■ Work request
All of the entries must be duplicated exactly.

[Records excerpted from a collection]
»»
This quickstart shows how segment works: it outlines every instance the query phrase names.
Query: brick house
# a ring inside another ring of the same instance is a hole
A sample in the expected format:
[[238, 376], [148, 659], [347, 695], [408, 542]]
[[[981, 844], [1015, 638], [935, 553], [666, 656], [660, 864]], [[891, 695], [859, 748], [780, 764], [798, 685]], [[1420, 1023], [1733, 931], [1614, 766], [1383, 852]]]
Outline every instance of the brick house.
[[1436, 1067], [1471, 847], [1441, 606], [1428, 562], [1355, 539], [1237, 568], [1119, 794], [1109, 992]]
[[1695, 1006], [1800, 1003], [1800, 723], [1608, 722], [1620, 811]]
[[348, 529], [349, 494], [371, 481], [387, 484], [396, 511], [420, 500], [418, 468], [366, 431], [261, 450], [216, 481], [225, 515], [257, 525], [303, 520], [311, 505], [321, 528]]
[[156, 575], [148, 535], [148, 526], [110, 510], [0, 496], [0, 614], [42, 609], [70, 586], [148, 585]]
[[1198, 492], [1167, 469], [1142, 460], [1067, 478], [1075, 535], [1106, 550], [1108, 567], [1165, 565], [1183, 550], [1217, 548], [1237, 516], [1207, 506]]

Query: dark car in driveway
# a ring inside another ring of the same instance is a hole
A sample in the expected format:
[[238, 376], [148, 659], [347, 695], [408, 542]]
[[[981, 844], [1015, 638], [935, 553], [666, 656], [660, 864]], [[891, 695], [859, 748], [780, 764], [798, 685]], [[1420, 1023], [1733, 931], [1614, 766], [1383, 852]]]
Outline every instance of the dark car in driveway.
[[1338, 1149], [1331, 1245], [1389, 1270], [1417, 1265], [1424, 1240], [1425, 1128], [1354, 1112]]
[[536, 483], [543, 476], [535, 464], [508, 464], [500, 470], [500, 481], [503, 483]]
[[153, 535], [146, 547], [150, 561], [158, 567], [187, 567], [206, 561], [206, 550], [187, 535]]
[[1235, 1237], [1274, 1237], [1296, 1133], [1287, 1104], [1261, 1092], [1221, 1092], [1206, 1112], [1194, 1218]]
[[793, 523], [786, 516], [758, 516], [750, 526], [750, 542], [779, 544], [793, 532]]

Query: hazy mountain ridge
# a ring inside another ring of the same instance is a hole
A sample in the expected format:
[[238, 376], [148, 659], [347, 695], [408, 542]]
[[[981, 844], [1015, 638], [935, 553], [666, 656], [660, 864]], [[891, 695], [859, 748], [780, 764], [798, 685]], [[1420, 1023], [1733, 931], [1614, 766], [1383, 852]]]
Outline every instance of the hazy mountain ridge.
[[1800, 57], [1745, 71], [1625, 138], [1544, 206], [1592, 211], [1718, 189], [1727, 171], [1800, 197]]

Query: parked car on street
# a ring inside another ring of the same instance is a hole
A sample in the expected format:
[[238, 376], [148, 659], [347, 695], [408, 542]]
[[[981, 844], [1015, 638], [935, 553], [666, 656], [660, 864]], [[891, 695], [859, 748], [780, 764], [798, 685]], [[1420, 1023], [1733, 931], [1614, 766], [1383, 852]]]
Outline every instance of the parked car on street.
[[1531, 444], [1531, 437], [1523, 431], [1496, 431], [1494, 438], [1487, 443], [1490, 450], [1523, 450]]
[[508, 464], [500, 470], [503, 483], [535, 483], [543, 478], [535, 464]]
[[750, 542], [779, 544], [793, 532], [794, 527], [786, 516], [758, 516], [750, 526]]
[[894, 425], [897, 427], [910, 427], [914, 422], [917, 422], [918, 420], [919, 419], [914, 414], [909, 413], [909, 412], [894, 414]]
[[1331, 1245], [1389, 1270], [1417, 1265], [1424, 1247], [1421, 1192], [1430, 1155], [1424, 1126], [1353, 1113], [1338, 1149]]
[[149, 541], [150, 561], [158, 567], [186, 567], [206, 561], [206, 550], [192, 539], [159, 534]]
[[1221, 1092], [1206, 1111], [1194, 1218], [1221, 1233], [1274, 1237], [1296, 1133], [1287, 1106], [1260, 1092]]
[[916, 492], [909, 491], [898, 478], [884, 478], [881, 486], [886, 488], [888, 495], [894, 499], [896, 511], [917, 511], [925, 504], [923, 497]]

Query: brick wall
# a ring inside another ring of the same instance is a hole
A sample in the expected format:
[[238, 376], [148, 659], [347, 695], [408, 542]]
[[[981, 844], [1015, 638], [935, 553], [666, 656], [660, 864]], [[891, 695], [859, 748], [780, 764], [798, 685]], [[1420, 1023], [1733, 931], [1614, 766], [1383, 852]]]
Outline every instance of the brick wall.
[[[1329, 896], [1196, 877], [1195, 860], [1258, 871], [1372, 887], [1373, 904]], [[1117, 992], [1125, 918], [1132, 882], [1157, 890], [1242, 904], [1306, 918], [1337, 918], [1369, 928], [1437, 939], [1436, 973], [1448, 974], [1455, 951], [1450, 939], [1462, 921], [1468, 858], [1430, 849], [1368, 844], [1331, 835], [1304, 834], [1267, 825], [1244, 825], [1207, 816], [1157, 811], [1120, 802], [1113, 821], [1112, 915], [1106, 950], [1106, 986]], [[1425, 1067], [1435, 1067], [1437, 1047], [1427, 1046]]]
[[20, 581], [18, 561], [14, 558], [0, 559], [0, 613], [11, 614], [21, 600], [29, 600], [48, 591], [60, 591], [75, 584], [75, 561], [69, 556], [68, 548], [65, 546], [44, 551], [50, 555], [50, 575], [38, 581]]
««
■ Your solution
This quickstart shows how segment works: it outlines every instance the query phrase names.
Query: brick house
# a ring inside another ring of the same instance is a hole
A sample in the expected format:
[[238, 376], [148, 659], [347, 695], [408, 542]]
[[[981, 844], [1015, 638], [935, 553], [666, 656], [660, 864]], [[891, 695], [859, 748], [780, 764], [798, 685]], [[1420, 1023], [1733, 931], [1614, 766], [1383, 852]]]
Outline every instance of the brick house.
[[1436, 1067], [1471, 847], [1441, 606], [1428, 562], [1355, 539], [1237, 568], [1119, 794], [1109, 992]]
[[1695, 1006], [1800, 1003], [1800, 723], [1608, 722], [1620, 811]]
[[348, 529], [349, 494], [371, 481], [387, 484], [396, 511], [420, 500], [418, 468], [366, 431], [261, 450], [216, 481], [225, 515], [257, 525], [303, 520], [311, 505], [321, 528]]
[[156, 575], [148, 535], [148, 526], [110, 510], [0, 496], [0, 614], [42, 609], [70, 586], [148, 585]]
[[1198, 492], [1167, 469], [1142, 460], [1067, 478], [1075, 535], [1106, 550], [1108, 567], [1165, 565], [1183, 550], [1217, 548], [1237, 516], [1207, 506]]

Query: dark car in driveway
# a ring inside another ring of the same instance is a hole
A sample in the expected format:
[[238, 376], [148, 659], [347, 695], [408, 542]]
[[[981, 844], [1015, 638], [935, 553], [666, 656], [660, 864]], [[891, 695], [859, 748], [780, 764], [798, 685]], [[1420, 1023], [1733, 931], [1614, 766], [1383, 852]]]
Outline every instance of the dark car in driveway.
[[1338, 1149], [1331, 1245], [1389, 1270], [1417, 1265], [1424, 1240], [1425, 1128], [1354, 1112]]
[[536, 483], [543, 476], [535, 464], [508, 464], [500, 470], [500, 481], [503, 483]]
[[153, 535], [146, 547], [150, 561], [158, 567], [187, 567], [206, 561], [206, 550], [187, 535]]
[[1235, 1237], [1274, 1237], [1296, 1133], [1287, 1104], [1261, 1092], [1221, 1092], [1206, 1112], [1194, 1218]]
[[793, 523], [786, 516], [758, 516], [750, 526], [750, 542], [779, 544], [793, 532]]

Query: hazy mountain ridge
# a ring inside another ring of the same instance is a hole
A sample in the expected format:
[[238, 376], [148, 659], [347, 695], [408, 542]]
[[[981, 844], [1015, 638], [935, 553], [666, 656], [660, 864]], [[891, 695], [859, 748], [780, 764], [798, 685]], [[1420, 1023], [1733, 931], [1614, 766], [1383, 852]]]
Outline every instance of the hazy mountain ridge.
[[1800, 57], [1745, 71], [1625, 138], [1544, 206], [1592, 211], [1718, 189], [1727, 171], [1800, 197]]

Query: parked car on street
# a ring inside another ring of the same instance is a hole
A sample in the expected format:
[[238, 376], [148, 659], [347, 695], [408, 542]]
[[[981, 844], [1015, 638], [935, 553], [666, 656], [660, 864]], [[891, 695], [859, 748], [780, 764], [798, 685]], [[1420, 1023], [1733, 931], [1614, 766], [1383, 852]]]
Outline every instance of the parked car on street.
[[1531, 444], [1531, 437], [1523, 431], [1496, 431], [1494, 438], [1487, 443], [1490, 450], [1523, 450]]
[[508, 464], [500, 470], [503, 483], [535, 483], [543, 478], [535, 464]]
[[750, 542], [779, 544], [793, 532], [794, 527], [786, 516], [758, 516], [750, 526]]
[[894, 425], [897, 427], [910, 427], [914, 422], [917, 422], [918, 420], [919, 419], [914, 414], [909, 413], [909, 412], [894, 414]]
[[1331, 1245], [1389, 1270], [1417, 1265], [1424, 1247], [1421, 1192], [1430, 1155], [1424, 1126], [1353, 1113], [1338, 1149]]
[[149, 541], [150, 561], [158, 567], [186, 567], [206, 561], [206, 550], [192, 539], [159, 534]]
[[1221, 1092], [1206, 1111], [1194, 1218], [1221, 1233], [1274, 1237], [1296, 1133], [1287, 1106], [1260, 1092]]
[[916, 492], [909, 491], [898, 478], [884, 478], [881, 486], [886, 488], [888, 495], [894, 499], [896, 511], [917, 511], [925, 504], [923, 497]]

Query: brick wall
# a ring inside another ring of the same instance is a hole
A sample in the expected format:
[[238, 376], [148, 659], [347, 695], [408, 542]]
[[[981, 844], [1015, 638], [935, 553], [666, 656], [660, 864]], [[891, 695], [859, 748], [780, 764], [798, 685]], [[1420, 1023], [1733, 931], [1614, 766], [1383, 852]]]
Outline every instance of the brick wall.
[[[1329, 896], [1196, 877], [1195, 860], [1258, 871], [1372, 887], [1373, 904]], [[1117, 992], [1125, 918], [1132, 882], [1157, 890], [1242, 904], [1306, 918], [1337, 918], [1369, 928], [1437, 939], [1436, 973], [1448, 974], [1455, 951], [1450, 939], [1462, 921], [1468, 858], [1430, 849], [1368, 844], [1331, 835], [1304, 834], [1267, 825], [1244, 825], [1207, 816], [1157, 811], [1120, 802], [1113, 821], [1112, 915], [1106, 950], [1106, 986]], [[1425, 1067], [1435, 1067], [1437, 1047], [1427, 1046]]]
[[20, 581], [18, 561], [14, 558], [0, 559], [0, 613], [11, 614], [21, 600], [29, 600], [48, 591], [60, 591], [75, 584], [75, 561], [69, 556], [68, 548], [65, 546], [44, 551], [50, 555], [50, 575], [38, 581]]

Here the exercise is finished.